* Begin GIVEN PASSAGE *

Radio Management Panels (RMP)
The RMP is the communications chapter's frequency selector: the crew set what frequency each VHF/HF transceiver is tuned to. Of the two-panel division of labour from article 1 — the RMP chooses the frequency, the ACP handles transmit/receive — the RMP is the frequency half. Three identical panels manage every communications frequency, plus one sideline: in a double FMGEC failure they become the flight-management system's backup for tuning the navigation aids (VOR/DME/ILS/ADF) — the sideline that connects this chapter to navigation (ATA-34).
This is the first of the two "core control" articles (the other is article 3, the ACP/AMU). By the end you should be able to say how the three RMPs share the work, why RMP 3 on the overhead can still control every radio when 1 and 2 are off, why only RMP 1 survives on emergency power, what the amber SEL light is telling you, how an ATC-uplinked frequency jumps into the standby window, and how to handle one or two failed RMPs.

* End GIVEN PASSAGE *

▸ WORK TO DO:
A. Answer these from the radio management panel passage:
(i) How many identical panels manage every communications frequency?
(ii) In a double FMGEC failure, what do those panels become?
(iii) Which article is the other "core control" article?
B. Can you repeat the part of the radio management panel passage starting with "Radio Management Panels" and going on through "to navigation (ATA-34)."?
Nothing in the listing is needed here.

* Begin DATA SECTION *

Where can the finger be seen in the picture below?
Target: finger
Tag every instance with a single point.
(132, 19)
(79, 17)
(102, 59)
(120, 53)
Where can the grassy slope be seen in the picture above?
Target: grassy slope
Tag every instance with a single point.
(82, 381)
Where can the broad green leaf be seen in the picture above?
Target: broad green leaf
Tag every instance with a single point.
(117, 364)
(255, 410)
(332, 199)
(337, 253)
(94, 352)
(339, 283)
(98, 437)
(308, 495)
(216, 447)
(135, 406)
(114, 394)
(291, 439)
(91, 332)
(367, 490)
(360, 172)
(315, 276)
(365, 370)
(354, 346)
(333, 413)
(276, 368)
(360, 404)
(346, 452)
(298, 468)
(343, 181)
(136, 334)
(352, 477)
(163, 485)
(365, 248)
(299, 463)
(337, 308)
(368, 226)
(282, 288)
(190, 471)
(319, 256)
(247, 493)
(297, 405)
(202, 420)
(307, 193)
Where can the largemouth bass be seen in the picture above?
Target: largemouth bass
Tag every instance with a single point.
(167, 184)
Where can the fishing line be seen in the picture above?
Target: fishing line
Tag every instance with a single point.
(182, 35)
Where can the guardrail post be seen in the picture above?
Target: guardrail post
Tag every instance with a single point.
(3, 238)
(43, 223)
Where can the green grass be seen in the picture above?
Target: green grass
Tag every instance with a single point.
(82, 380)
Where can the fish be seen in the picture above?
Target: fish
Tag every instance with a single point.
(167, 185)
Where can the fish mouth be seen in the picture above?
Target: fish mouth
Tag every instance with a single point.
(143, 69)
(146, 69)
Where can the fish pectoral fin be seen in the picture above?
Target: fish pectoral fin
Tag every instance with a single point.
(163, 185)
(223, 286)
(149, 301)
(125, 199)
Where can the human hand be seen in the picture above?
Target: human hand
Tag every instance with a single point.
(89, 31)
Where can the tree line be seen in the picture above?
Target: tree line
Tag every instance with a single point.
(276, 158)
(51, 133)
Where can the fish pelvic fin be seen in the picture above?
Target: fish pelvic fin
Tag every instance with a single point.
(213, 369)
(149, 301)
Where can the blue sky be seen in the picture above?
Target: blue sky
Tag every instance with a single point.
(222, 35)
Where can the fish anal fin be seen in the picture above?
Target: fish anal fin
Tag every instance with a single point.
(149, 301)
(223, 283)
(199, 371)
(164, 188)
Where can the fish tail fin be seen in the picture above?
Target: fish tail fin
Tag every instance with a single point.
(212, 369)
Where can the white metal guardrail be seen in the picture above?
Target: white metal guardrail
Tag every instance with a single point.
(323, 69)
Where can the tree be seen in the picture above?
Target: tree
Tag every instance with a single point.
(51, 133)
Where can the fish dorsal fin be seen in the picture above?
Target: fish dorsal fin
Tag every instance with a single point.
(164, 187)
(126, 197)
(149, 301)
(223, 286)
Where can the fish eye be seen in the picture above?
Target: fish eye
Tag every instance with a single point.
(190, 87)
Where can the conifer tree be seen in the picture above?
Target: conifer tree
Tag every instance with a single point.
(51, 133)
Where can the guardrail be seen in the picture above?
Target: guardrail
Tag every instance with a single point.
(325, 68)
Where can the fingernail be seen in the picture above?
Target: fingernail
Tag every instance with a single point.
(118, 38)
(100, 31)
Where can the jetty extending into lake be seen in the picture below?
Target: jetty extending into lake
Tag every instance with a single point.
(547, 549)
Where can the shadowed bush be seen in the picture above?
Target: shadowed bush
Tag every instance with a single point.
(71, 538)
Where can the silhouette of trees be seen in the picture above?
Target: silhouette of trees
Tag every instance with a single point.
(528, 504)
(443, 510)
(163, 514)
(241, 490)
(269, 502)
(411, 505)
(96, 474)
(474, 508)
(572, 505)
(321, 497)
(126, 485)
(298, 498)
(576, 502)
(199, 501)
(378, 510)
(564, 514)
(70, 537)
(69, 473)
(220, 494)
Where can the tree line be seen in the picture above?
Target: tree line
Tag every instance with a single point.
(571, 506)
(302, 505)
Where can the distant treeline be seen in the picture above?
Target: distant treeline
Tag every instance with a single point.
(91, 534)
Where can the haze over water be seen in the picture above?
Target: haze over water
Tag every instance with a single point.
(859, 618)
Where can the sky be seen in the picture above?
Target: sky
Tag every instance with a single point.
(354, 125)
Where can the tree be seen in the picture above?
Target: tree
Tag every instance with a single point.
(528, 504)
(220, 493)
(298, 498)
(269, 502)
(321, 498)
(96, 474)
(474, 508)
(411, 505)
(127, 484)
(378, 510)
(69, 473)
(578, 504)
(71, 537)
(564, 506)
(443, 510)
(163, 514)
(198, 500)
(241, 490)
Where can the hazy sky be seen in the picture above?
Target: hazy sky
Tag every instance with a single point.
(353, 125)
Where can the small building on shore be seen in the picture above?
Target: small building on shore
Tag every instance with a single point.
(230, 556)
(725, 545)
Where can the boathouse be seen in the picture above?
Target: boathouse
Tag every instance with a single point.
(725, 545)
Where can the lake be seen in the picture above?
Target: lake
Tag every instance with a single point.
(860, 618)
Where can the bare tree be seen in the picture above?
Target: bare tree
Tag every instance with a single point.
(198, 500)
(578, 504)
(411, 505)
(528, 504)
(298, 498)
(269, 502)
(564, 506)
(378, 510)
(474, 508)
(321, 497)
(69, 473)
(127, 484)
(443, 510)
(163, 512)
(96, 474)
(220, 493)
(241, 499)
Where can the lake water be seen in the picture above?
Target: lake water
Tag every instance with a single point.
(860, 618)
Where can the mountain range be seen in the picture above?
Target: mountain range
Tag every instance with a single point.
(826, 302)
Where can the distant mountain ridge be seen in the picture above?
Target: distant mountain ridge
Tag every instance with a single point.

* End DATA SECTION *
* Begin DATA SECTION *

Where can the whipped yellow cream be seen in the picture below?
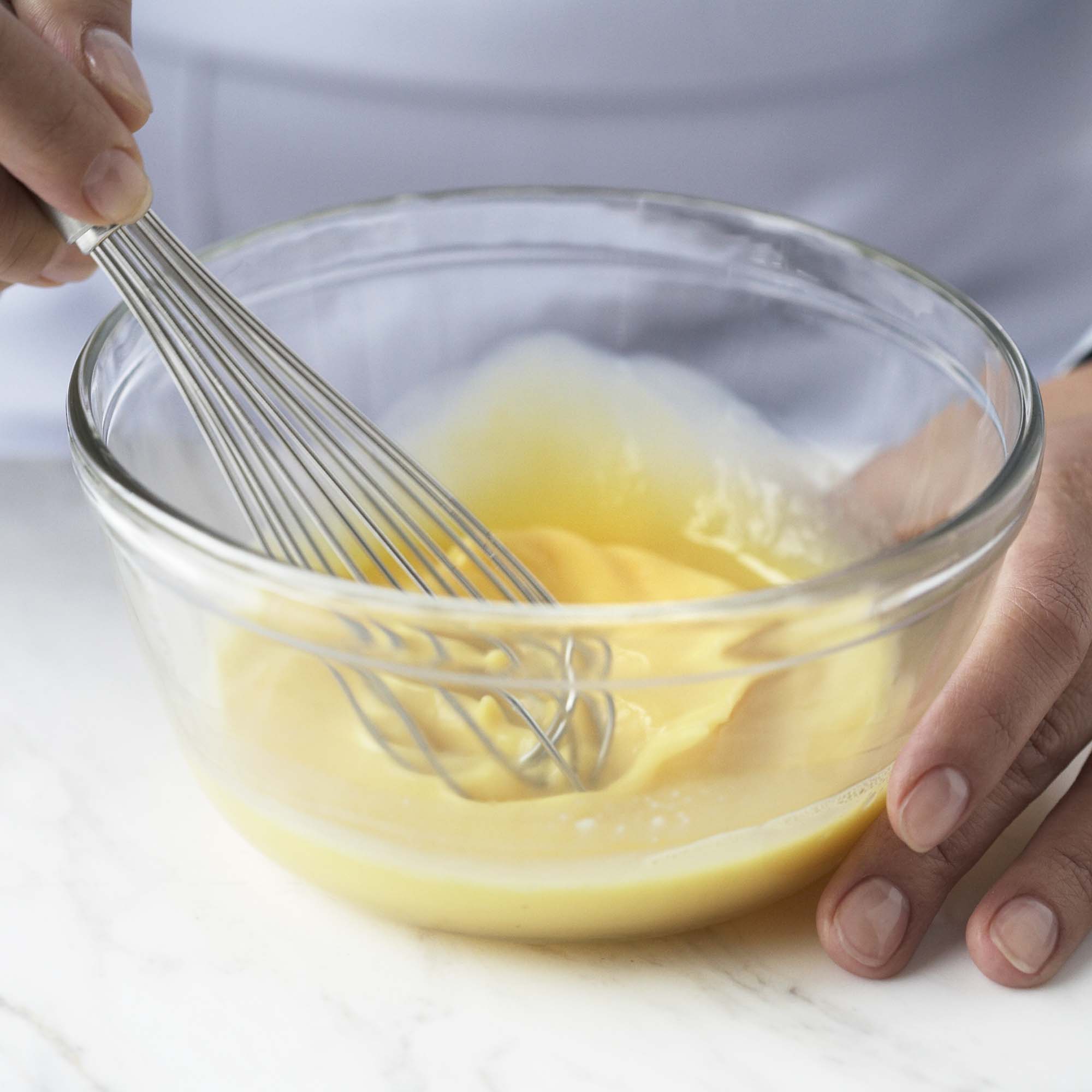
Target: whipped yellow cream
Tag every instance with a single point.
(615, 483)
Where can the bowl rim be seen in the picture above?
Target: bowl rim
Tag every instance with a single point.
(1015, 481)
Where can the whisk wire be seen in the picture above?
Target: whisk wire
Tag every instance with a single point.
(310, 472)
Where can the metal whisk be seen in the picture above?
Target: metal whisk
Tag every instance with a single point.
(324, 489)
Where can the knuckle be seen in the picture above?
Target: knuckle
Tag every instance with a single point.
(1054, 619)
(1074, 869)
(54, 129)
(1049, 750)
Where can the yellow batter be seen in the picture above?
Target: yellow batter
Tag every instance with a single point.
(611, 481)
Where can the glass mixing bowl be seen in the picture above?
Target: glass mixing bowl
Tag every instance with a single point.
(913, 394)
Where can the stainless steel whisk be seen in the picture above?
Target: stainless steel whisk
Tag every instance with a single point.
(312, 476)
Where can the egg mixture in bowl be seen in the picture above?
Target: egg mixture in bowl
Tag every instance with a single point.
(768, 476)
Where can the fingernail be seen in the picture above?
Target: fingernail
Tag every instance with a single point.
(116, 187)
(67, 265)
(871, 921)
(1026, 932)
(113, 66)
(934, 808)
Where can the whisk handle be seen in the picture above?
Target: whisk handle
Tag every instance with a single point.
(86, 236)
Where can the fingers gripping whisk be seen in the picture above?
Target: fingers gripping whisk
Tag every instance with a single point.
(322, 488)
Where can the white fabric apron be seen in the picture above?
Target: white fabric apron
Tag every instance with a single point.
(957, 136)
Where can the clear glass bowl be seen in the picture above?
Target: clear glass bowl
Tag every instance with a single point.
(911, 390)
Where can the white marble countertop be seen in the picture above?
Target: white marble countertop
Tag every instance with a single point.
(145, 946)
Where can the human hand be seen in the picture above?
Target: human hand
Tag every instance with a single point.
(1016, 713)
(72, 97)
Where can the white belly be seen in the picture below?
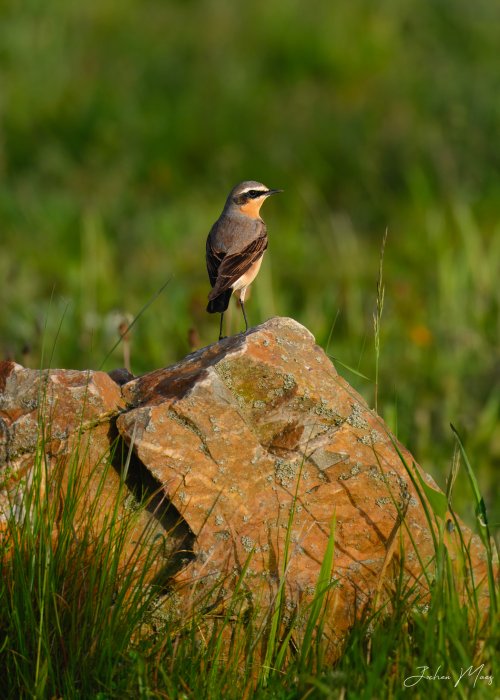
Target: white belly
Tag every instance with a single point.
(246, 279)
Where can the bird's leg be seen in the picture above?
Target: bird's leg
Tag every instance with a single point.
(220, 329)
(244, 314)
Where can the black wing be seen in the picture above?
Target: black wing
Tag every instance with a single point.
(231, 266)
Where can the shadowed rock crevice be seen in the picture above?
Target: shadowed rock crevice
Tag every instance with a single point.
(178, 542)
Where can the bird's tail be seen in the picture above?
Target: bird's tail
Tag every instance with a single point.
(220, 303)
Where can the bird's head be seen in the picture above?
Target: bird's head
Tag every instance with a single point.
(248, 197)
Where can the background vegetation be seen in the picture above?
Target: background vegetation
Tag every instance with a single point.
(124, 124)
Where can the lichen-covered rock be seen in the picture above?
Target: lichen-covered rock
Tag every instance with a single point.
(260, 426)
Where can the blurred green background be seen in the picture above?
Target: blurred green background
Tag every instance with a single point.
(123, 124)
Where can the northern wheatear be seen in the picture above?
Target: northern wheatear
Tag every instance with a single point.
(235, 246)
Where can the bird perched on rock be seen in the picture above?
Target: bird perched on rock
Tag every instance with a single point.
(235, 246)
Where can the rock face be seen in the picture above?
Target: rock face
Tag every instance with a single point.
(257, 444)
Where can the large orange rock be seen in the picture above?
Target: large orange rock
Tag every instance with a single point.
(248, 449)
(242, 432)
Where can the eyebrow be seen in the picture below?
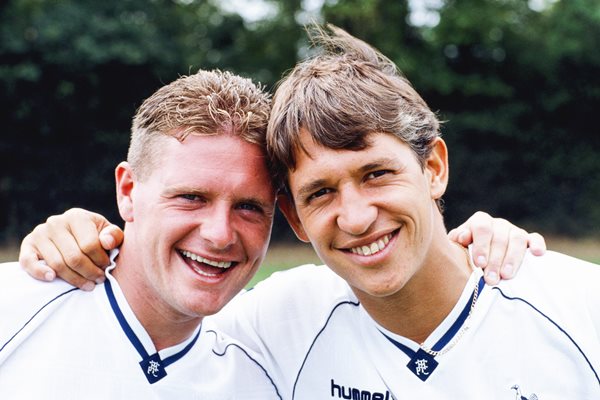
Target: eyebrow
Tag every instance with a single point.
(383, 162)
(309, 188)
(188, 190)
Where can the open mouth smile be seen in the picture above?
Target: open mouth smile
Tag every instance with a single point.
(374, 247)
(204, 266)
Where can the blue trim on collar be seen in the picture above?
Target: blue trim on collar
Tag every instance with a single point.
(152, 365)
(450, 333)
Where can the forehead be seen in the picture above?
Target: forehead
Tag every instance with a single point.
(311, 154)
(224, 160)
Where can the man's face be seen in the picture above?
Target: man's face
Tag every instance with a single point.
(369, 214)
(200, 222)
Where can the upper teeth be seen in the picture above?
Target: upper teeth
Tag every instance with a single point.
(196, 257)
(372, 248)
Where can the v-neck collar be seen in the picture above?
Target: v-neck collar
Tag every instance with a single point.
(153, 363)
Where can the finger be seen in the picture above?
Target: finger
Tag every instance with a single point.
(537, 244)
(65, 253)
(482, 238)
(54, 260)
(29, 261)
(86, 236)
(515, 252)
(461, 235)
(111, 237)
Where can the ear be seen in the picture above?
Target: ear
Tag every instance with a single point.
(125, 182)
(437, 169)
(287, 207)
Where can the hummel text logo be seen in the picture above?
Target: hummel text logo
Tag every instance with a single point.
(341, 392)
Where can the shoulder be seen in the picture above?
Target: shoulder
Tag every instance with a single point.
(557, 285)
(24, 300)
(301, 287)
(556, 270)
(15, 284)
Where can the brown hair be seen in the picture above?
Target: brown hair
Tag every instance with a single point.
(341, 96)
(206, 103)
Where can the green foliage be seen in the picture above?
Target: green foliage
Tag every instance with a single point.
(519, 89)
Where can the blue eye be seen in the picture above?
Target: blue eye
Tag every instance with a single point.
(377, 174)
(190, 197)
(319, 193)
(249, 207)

* End DATA SECTION *
* Begin DATA SECTION *

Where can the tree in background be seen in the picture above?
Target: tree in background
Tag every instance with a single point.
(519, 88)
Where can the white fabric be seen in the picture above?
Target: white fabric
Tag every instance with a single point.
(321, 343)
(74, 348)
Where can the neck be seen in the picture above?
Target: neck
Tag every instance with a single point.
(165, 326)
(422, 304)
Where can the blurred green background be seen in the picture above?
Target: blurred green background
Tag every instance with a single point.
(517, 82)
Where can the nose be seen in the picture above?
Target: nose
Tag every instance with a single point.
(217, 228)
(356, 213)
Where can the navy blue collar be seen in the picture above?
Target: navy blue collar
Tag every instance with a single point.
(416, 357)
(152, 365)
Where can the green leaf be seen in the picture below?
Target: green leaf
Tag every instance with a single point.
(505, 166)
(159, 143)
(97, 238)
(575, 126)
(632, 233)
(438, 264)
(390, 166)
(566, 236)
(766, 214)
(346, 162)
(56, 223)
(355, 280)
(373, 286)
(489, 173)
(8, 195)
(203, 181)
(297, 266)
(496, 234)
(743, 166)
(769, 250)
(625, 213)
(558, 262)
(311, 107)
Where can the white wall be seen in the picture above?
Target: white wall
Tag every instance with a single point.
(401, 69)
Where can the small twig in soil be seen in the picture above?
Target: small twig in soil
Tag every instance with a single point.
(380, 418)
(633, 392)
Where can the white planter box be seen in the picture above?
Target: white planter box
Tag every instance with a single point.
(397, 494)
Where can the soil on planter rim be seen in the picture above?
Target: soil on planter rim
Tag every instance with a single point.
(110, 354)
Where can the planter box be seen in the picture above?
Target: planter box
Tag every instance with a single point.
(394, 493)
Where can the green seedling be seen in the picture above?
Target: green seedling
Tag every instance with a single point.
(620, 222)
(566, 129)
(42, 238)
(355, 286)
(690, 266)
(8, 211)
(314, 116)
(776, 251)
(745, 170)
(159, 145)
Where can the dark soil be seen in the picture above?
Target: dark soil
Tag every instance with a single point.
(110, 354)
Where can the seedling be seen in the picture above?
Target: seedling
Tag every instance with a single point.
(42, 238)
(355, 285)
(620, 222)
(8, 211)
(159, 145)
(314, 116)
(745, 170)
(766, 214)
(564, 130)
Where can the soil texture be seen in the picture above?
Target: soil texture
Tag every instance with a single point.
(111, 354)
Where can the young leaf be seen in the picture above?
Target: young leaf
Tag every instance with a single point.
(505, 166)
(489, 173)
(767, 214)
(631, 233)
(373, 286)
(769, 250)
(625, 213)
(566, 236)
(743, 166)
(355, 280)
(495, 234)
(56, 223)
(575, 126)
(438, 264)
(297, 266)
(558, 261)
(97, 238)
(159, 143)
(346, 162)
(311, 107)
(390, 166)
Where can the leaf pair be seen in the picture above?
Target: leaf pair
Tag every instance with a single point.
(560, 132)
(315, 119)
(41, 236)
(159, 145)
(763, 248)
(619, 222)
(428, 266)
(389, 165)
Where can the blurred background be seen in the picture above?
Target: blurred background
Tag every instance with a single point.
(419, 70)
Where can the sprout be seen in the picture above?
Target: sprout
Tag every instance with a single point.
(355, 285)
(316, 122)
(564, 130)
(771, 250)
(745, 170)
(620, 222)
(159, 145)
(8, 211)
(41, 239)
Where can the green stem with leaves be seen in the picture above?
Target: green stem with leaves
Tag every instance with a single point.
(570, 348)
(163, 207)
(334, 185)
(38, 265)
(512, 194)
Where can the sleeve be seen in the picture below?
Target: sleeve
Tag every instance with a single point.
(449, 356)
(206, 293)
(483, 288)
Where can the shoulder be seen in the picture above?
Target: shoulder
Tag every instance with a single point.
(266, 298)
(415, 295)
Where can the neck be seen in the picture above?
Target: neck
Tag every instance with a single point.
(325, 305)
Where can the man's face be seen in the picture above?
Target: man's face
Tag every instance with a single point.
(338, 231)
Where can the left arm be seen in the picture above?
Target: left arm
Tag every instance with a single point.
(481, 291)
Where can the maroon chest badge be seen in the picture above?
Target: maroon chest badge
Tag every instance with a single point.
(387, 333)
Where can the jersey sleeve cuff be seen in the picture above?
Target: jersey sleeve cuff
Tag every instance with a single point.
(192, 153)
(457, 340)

* End DATA SECTION *

▸ COMPLETED EXERCISE:
A.
(i) Three.
(ii) The flight-management system's backup for tuning the navigation aids (VOR/DME/ILS/ADF).
(iii) Article 3, the ACP/AMU.

B.
Radio Management Panels (RMP)
The RMP is the communications chapter's frequency selector: the crew set what frequency each VHF/HF transceiver is tuned to. Of the two-panel division of labour from article 1 — the RMP chooses the frequency, the ACP handles transmit/receive — the RMP is the frequency half. Three identical panels manage every communications frequency, plus one sideline: in a double FMGEC failure they become the flight-management system's backup for tuning the navigation aids (VOR/DME/ILS/ADF) — the sideline that connects this chapter to navigation (ATA-34).